SELECTED PASSAGE >>
::::
Hasso-Plattner-Institut
Prof. Dr. h.c. Hasso Plattner
  
 

Data-Driven Causal Inference

Probabilistic Machine Learning and Hardware Acceleration

We address open challenges in the context of causal inference by improvements in both the application of statistical and probabilistic concepts, and GPU-based acceleration to support a utilization in a real world context.

Motivation

The emergence of the Internet of Things (IoT) allows for a comprehensive analysis of industrial manufacturing processes. While domain experts within the company have enough expertise to identify the most common relationships, they will require support in the context of both, an increasing amount of observational data and the complexity of large systems of observed features. This gap can be closed by machine learning algorithms of causal inference that derive the underlying causal relationships between the observed features. 

Background

The questions that motivate most data analysis are not associational but causal in nature. What are the causes and what are the effects of events under observation? Nevertheless, the statistical methods commonly used today to answer those questions are of associational nature. But “Correlation does not imply causation!”, and misinterpretation often results in incorrect deduction. 

In the recent years, causality has grown from a nebulous concept into a mathematical theory. This is largely due to the work of Judea Pearl (2009) who has received the 2011 Turing Award for “fundamental contributions to artificial intelligence through the development of a calculus for probabilistic and causal reasoning”.

Schematic representation of the constraint-based causal structure learning approach

The causal theory is based upon structural causal models which combine features of the structural equation models (SEM) , the potential-outcome framework of Neyman and Rubin, and the graphical models developed for probabilistic reasoning and causal analysis. In this framework, causal relationships are encoded in a causal graph that incorporates a finite set of nodes and edges representing the involved variables and causal relationships, respectively.

There are two common approaches for learning the causal structures:

  • The search-and-score approaches try to find a causal structure by comparing the optimized scores for possible causal structures given the observational data.
  • The constraint-based approaches query the observational data for conditional independencies to obtain an undirected skeleton. Building on this skeleton, the algorithms determine the orientation of the detected relationships to construct a causal structure.
::::
DATASET EXTRACT >>
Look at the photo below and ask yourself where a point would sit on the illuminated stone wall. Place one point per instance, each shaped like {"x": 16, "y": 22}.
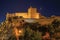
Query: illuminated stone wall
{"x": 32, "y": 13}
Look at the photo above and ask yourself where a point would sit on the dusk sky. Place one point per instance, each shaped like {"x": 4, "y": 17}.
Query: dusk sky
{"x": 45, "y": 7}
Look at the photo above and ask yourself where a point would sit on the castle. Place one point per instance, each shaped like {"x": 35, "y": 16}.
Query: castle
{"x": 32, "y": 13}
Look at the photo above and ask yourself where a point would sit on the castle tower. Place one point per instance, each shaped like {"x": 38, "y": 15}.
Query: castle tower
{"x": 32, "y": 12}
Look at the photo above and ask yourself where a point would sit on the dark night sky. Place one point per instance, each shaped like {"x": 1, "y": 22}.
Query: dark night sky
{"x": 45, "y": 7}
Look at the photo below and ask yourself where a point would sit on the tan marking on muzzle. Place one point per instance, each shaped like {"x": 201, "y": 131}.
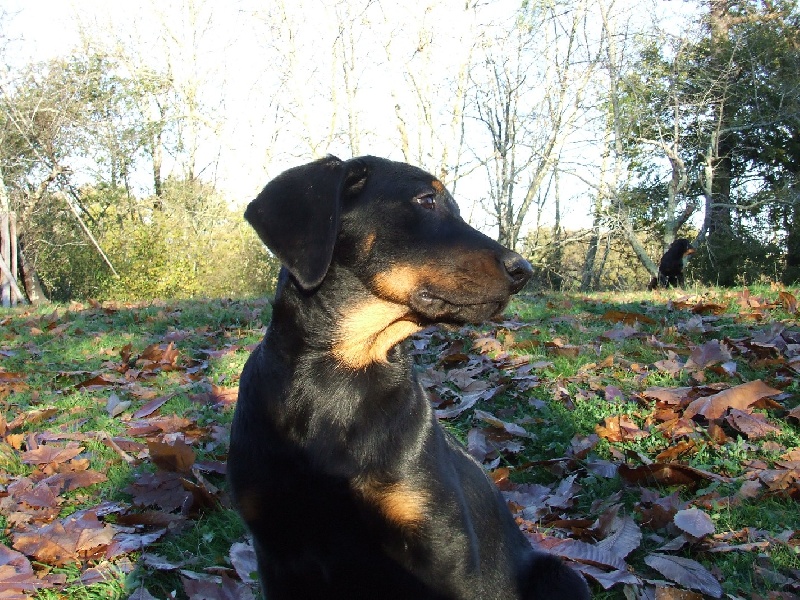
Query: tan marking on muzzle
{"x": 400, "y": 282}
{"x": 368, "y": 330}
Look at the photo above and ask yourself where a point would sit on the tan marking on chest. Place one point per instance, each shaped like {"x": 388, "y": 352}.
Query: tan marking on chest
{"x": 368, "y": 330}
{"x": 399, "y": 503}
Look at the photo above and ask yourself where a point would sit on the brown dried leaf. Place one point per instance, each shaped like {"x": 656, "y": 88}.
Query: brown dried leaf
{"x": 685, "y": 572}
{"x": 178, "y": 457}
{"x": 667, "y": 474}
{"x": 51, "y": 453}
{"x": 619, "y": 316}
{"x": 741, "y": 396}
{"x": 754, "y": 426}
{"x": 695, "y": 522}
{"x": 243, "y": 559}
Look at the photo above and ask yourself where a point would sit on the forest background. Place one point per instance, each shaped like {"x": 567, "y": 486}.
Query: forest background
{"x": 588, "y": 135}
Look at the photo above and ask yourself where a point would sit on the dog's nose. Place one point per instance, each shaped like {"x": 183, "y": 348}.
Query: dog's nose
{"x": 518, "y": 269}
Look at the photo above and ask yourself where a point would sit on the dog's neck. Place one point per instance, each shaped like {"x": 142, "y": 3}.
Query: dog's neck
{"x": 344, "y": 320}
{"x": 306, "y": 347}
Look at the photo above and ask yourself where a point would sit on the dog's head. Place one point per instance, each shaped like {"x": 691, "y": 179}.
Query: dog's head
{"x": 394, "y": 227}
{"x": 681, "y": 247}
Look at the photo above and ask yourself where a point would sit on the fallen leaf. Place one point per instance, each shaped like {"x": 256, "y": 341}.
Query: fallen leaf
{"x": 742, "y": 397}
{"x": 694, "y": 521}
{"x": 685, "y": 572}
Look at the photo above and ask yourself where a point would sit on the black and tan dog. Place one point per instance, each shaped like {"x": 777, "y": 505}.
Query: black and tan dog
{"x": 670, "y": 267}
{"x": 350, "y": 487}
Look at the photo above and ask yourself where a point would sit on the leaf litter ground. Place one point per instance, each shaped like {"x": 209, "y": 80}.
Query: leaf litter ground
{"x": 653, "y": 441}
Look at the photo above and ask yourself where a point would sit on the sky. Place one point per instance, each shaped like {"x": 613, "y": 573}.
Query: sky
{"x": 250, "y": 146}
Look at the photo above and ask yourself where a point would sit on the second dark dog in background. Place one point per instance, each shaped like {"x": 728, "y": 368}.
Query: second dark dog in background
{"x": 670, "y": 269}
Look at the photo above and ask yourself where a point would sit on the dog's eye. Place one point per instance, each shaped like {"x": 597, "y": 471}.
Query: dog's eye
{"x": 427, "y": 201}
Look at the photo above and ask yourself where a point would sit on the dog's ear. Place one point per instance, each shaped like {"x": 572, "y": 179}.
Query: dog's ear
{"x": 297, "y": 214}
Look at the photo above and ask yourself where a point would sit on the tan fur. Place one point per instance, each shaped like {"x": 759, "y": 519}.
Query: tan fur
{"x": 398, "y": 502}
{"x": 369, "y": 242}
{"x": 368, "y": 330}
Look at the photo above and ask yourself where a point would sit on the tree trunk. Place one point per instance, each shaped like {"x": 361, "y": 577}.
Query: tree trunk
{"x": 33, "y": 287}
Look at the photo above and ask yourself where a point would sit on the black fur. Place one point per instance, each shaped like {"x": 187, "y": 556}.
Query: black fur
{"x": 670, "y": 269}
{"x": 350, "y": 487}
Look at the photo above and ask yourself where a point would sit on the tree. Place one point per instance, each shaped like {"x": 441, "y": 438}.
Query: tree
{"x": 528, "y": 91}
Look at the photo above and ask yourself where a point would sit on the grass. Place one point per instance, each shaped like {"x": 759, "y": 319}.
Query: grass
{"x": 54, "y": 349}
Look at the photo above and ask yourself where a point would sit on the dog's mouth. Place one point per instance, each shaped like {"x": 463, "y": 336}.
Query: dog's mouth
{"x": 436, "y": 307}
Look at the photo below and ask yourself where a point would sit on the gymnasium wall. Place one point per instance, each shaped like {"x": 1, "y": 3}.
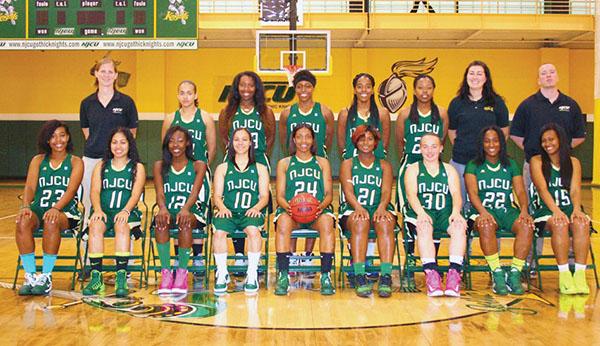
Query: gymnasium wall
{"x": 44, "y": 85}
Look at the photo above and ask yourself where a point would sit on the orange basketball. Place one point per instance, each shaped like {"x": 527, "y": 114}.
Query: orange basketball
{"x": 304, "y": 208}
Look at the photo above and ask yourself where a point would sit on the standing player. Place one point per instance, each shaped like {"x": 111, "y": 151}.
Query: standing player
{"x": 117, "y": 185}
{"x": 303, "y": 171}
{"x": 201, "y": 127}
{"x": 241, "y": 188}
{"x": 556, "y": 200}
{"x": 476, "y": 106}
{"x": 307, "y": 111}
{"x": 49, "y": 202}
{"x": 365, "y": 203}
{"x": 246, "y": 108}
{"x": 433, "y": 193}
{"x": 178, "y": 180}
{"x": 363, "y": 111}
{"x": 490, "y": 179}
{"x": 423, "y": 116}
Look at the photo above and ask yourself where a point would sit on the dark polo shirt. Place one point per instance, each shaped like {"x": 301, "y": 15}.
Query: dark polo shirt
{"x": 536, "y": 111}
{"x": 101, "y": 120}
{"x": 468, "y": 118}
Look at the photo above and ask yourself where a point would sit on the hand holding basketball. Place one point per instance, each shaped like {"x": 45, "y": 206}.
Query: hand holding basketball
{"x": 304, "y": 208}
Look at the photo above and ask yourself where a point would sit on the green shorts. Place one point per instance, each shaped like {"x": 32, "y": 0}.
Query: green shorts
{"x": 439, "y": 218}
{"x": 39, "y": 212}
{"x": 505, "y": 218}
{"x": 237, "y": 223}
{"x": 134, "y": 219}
::::
TASK INSTRUCTIONS >>
1. In the page on data-driven causal inference, which award did Judea Pearl receive?
2. Write the next part of the page on data-driven causal inference, picking up right after its second approach for learning causal structures.
The items play no part in this work.

ANSWER SET >>
1. The 2011 Turing Award.

2.
When the true causal structure is given, the so-called do-calculus allows for an identification of the causal effects in the observed system. Moreover, the relationships in the causal graph build the basis of estimation procedures to derive the functional relationships that allows to predict the result of an intervention to the system.

Research Goals

Our research in the context of causal inference concentrates on several workstreams that combined aim to allow an efficient application in real-world scenarios.

Causal Structure Learning:

  • Allow for more flexible learning algorithms
  • Leverage existing knowledge of relationships

Causal Inference:

  • Causal inference in the context of causal structural knowledge
  • Evaluation of interventional simulation and optimization approaches
  • Active learning of a functional system based on causal structural model

Hard- and Software Acceleration:

  • Enineering of a modular IT system that enables the application of machine learning techniques in the context of causal inference
  • Application of Graphics Processing Units (GPU) to develop efficient implementations
  • Examination of integration into In-Memory Databases

Use Cases

Together with different cooperation partners we examine how causal inference can be applied in a real-world context.

Manufacturing:

Medicine:

  • Application of causal inference in the context of gene expression data
  • Incorporation of genetic variants and gene expression data to detect causal relationships

Database Operations:

  • Examination of causal inference on the basis of system time series data
  • Derivation of insights in the context of an unexpected system behavior

Publications

  • Schmidt, C., Huegle, J., Uflacker, M.: Order-independent constraint-based causal structure learning for gaussian distribution models using GPUs. SSDBM '18 Proceedings of the 30th International Conference on Scientific and Statistical Database Management. p. 19:1--19:10. ACM, New York, NY, USA (2018).